# [Rows]

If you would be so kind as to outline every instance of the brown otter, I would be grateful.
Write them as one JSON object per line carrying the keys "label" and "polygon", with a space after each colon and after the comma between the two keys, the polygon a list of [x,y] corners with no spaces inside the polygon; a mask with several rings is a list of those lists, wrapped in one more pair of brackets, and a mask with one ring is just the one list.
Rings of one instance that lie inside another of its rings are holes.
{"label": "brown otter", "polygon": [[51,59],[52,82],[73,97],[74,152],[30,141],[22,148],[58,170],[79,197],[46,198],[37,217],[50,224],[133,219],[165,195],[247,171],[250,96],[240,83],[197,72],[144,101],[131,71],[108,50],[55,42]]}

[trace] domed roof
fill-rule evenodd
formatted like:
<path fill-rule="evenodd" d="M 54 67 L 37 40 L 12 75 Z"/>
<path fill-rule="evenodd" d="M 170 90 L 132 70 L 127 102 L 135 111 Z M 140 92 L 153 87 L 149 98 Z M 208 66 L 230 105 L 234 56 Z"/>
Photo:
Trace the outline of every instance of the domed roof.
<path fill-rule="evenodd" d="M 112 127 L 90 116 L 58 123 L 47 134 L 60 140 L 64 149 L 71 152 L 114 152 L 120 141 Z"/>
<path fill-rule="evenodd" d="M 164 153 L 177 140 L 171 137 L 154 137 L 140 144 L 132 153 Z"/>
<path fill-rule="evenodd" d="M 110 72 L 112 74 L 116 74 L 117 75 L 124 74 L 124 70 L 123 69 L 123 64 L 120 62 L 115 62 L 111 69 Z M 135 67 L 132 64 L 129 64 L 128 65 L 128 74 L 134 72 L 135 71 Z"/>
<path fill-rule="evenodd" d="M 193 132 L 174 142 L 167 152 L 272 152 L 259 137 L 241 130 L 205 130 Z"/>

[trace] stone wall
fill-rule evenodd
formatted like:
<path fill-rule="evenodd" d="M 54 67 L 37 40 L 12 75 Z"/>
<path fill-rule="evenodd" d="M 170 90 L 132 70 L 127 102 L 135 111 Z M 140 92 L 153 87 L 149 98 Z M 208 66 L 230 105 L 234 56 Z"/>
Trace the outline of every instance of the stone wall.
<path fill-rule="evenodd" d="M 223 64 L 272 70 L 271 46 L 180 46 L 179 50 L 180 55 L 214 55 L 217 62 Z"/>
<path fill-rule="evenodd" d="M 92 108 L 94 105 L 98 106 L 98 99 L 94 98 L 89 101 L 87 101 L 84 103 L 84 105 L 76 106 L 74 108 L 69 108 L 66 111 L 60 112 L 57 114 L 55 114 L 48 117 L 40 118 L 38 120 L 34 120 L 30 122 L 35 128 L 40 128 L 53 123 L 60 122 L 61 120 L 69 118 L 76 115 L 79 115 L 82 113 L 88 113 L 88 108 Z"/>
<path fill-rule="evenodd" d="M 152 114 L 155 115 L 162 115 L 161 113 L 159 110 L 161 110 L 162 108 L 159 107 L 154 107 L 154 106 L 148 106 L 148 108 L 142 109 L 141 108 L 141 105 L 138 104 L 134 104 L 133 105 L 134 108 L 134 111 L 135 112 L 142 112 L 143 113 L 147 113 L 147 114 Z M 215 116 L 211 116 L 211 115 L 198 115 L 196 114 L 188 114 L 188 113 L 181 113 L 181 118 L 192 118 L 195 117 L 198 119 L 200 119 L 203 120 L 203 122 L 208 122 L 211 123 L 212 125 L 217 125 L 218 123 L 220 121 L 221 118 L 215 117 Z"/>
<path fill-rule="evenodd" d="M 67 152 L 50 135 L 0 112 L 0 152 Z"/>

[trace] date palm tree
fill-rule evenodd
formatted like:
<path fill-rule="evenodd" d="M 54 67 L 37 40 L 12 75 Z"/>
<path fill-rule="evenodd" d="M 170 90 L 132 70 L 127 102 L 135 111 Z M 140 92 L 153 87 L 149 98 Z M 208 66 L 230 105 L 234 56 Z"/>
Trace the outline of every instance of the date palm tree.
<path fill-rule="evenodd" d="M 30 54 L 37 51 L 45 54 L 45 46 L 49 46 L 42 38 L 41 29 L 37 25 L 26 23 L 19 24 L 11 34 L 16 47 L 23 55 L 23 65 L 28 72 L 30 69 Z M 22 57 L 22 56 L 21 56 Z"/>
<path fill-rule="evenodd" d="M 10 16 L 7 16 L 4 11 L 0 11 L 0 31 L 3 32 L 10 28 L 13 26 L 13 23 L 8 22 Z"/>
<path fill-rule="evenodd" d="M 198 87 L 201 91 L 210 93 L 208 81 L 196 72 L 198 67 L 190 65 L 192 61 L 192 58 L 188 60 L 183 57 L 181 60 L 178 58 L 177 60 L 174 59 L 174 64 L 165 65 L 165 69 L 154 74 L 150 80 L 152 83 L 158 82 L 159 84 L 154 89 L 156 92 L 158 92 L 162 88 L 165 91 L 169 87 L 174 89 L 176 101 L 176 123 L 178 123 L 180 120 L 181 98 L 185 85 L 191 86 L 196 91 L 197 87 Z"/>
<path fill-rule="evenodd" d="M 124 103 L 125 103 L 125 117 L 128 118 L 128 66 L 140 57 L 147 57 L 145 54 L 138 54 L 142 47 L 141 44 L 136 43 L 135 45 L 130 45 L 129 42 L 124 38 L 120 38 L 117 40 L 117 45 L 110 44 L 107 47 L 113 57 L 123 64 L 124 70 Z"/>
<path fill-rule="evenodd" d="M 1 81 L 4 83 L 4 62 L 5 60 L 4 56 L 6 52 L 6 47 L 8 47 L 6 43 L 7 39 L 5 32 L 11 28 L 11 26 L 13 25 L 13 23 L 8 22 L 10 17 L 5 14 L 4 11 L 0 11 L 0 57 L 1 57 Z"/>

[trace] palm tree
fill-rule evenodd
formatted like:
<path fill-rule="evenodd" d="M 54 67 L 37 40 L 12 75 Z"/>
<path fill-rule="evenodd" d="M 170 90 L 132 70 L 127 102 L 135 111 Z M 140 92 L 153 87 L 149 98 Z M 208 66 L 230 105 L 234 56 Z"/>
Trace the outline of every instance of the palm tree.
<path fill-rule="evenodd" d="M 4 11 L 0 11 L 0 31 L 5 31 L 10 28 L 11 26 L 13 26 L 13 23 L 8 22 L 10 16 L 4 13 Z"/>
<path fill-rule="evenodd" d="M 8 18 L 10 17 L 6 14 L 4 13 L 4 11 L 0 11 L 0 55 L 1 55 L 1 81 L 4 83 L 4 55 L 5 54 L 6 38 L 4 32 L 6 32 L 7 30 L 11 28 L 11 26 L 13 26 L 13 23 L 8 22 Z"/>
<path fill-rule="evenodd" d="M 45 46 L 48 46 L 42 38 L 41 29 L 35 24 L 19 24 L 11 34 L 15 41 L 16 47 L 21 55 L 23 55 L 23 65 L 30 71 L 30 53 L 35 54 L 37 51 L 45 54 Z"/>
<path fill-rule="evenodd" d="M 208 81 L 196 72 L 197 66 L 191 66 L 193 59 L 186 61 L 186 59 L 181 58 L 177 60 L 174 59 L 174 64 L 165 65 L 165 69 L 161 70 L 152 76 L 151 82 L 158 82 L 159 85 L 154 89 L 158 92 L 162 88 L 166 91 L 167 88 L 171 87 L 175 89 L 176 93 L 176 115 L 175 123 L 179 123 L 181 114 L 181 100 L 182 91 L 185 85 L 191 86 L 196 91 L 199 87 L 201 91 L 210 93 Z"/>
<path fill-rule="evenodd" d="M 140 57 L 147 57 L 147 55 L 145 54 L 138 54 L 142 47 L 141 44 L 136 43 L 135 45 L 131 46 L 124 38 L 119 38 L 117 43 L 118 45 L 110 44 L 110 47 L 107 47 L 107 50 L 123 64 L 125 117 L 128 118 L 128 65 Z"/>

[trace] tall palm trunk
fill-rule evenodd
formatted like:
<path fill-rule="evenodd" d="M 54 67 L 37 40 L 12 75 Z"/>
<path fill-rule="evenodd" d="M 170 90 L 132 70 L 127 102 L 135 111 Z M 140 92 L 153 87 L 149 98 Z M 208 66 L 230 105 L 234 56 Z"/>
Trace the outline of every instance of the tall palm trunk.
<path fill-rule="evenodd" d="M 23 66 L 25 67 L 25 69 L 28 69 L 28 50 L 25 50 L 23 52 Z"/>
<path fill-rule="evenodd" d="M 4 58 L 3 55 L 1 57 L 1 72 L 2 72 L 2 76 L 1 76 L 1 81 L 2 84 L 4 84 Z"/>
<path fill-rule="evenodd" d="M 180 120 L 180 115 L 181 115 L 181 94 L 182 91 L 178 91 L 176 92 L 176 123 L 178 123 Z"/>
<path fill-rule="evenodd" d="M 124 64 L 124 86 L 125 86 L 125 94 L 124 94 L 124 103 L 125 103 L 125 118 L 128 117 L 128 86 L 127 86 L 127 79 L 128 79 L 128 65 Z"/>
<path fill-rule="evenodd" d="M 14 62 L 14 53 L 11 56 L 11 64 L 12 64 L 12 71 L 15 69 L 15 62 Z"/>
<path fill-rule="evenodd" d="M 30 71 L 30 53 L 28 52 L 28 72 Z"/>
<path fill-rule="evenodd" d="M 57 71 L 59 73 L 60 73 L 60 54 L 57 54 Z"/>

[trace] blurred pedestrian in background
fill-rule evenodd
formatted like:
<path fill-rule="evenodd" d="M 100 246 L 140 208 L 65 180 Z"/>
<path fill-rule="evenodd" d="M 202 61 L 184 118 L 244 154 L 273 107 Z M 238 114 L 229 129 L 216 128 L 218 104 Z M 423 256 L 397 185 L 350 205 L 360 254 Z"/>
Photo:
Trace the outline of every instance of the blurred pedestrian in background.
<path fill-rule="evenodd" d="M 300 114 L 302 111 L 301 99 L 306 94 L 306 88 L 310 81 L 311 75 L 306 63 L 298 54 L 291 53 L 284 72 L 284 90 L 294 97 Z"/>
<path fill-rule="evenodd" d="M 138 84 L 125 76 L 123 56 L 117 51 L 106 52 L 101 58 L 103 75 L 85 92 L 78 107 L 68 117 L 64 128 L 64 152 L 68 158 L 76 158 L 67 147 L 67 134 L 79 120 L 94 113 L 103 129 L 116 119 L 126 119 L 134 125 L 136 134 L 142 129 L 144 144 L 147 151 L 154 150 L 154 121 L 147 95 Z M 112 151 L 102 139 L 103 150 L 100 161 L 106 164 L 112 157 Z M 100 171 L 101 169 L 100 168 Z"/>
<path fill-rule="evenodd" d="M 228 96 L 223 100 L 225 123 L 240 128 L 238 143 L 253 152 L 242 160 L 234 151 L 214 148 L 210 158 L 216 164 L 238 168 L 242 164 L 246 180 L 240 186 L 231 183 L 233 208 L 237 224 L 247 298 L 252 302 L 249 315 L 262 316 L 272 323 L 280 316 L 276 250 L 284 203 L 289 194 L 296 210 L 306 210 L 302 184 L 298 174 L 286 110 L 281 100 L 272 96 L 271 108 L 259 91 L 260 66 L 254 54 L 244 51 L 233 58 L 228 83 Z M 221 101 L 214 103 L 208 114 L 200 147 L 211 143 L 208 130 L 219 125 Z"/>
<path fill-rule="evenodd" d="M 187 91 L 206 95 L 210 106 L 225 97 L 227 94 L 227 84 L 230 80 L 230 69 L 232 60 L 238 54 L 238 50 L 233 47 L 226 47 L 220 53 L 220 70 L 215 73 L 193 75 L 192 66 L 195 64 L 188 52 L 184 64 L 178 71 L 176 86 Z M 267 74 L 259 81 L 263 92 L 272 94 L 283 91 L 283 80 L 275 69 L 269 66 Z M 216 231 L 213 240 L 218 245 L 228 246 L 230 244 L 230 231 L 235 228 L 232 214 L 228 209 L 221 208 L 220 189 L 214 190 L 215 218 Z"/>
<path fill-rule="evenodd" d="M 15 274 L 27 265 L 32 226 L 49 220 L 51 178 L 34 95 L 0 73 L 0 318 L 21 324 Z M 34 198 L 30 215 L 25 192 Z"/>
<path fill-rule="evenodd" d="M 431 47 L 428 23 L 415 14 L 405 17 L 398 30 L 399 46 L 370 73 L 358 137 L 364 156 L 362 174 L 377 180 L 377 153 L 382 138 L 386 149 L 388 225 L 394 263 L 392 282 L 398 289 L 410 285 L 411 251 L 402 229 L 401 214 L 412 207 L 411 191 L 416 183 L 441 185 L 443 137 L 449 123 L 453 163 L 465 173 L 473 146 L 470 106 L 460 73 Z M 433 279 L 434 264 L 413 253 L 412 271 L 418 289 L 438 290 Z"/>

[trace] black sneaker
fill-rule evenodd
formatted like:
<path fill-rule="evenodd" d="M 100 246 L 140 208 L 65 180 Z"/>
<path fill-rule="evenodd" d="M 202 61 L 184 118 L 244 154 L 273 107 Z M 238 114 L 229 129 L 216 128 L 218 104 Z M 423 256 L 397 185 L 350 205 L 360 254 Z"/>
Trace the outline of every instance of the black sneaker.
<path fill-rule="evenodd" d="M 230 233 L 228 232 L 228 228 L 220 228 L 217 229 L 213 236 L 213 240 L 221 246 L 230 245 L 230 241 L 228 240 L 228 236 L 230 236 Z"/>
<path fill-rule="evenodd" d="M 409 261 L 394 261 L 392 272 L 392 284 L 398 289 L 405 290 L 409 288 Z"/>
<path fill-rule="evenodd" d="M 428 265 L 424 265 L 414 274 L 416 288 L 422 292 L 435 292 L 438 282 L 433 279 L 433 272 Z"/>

# [Task brief]
Please copy the material above, starting with its first line and going on through the line that contains "Rings of one", and change "grateful" to "thankful" with nothing else altered.

# [Solution to this problem]
If you would be so kind as to outline every instance of the brown otter, I would be thankful.
Write them as one JSON object per line carrying the keys "label" and "polygon", with a space after each colon and after the comma between the two keys, the polygon a list of [x,y] corners with no spaces inside the polygon; a mask with several rings is a list of those lists, wrapped in one more pair of brackets, and a mask with one ring is just the one list.
Rings of one instance that lie inside another of its rings are holes.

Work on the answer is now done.